WHAT TO PRODUCE:
Starting at the row that contains "Exercise. Point out the tree" and ending at the last row, rewrite those rows with "cliff edge" swapped for "rock ledge" and nothing else changed.

========

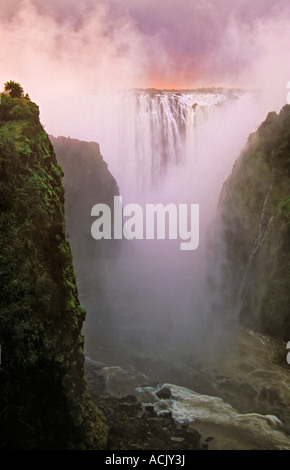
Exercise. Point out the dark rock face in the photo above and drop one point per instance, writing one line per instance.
(87, 181)
(254, 216)
(44, 400)
(164, 393)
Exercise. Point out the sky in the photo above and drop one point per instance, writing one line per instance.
(71, 49)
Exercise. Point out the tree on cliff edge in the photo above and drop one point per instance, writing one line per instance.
(13, 89)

========

REPLY:
Exercise. Point out the tree on rock ledge in the photo above and drop one point per instance, writing one line per instance.
(13, 89)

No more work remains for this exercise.